Tramitação da Medida Provisória 936 expõe equívocos das lideranças sindicais e de esquerda

Câmara dos Deputados aprovou, no dia 28 de maio, a MPv 936/2020, que instituiu o “Programa Emergencial de Manutenção do Emprego e da Renda”

Cacau Pereira*
Agência Câmara

Em artigo publicado neste portal, no dia 4 de abril, analisamos os principais efeitos desta Medida Provisória que se encontra em vigor e representa um salto na política de desregulamentação dos direitos trabalhistas. A MPv 936, utilizando-se do momento de crise da pandemia do coronavírus, se configura num programa de redução de salários e benefícios dos trabalhadores, estabelece a possibilidade de que empresas suspendam contratos de trabalho ou diminuam jornada de trabalho e salários, por um tempo determinado, sem garantia de estabilidade no emprego para todos os trabalhadores. Busca, ainda, enfraquecer os sindicatos e a representação coletiva dos trabalhadores, ao incentivar acordos individuais, afastando os sindicatos da representação de suas categorias.

O texto votado na Câmara preservou a essência da Medida Provisória. Introduziu algumas alterações, dentre elas, a mudança no valor do salário para que ocorra o acordo individual, sem a presença do sindicato, que, mesmo tendo sido reduzido de R$ 3.135,00 para R$ 2.090,00, é um valor que afeta as camadas mais desprotegidas dos assalariados.

O acordo individual segue valendo também para quem ganha acima de R$ 12.202,12, consolidando a roupagem liberal que vem tomando conta do Direito do Trabalho em nosso país, como se este trabalhador fosse forte o suficiente para resolver individualmente as questões do seu contrato de trabalho, sem a presença do sindicato. 

Outra mudança foi a autorização ao governo para prorrogar, por decreto, os prazos de validade da legislação, se vier a ser aprovada. Outra alteração importante – e, no caso, benéfica aos trabalhadores – foi o estabelecimento da possibilidade de prorrogação dos acordos e convenções coletivas durante a pandemia (ultratividade). Esta regra, no entanto, está seriamente ameaçada de cair no Senado.

Além dessas alterações, a Câmara deu uma mãozinha aos empresários que lesam trabalhadores, mudando a forma de correção dos débitos trabalhistas, que passa a ser feita pelo Índice de Preços ao Consumidor Amplo Especial (IPCA-E) mais a atualização da caderneta de poupança. Para exemplificar, pela regra anterior, a correção em 2019 ficou em 16%. Com a nova regra, seria de apenas 8,17%. Essa emenda “frankenstein” estava prevista em outra MPv, a 905, e foi ressuscitada pelo Partido Progressista (PP), agora na base de apoio do governo Bolsonaro.

Dados armazenados:
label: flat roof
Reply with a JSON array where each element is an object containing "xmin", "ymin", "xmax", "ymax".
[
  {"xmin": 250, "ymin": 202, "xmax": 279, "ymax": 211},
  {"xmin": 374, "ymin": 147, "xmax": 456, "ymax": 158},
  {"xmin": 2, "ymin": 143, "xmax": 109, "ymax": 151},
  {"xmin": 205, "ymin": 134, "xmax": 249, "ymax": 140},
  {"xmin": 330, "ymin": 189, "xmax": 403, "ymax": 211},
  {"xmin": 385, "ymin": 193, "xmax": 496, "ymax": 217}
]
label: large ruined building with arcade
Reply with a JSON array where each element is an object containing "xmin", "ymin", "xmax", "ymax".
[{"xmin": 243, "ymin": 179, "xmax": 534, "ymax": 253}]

Tarefa A
Reproduza literalmente o trecho sobre a MPv 936 entre "O acordo individual segue" e "cair no Senado.", inclusive.
Tarefa B
Com base no trecho sobre a MPv 936, explique em uma a três frases por que a Câmara "deu uma mãozinha aos empresários que lesam trabalhadores".

Resposta escrita A
O acordo individual segue valendo também para quem ganha acima de R$ 12.202,12, consolidando a roupagem liberal que vem tomando conta do Direito do Trabalho em nosso país, como se este trabalhador fosse forte o suficiente para resolver individualmente as questões do seu contrato de trabalho, sem a presença do sindicato. 

Outra mudança foi a autorização ao governo para prorrogar, por decreto, os prazos de validade da legislação, se vier a ser aprovada. Outra alteração importante – e, no caso, benéfica aos trabalhadores – foi o estabelecimento da possibilidade de prorrogação dos acordos e convenções coletivas durante a pandemia (ultratividade). Esta regra, no entanto, está seriamente ameaçada de cair no Senado.

Resposta escrita B
A Câmara alterou a forma de correção dos débitos trabalhistas, que passa a ser feita pelo IPCA-E mais a atualização da caderneta de poupança. No exemplo apresentado, a correção de 2019 foi de 16% pela regra anterior e seria de apenas 8,17% com a nova regra.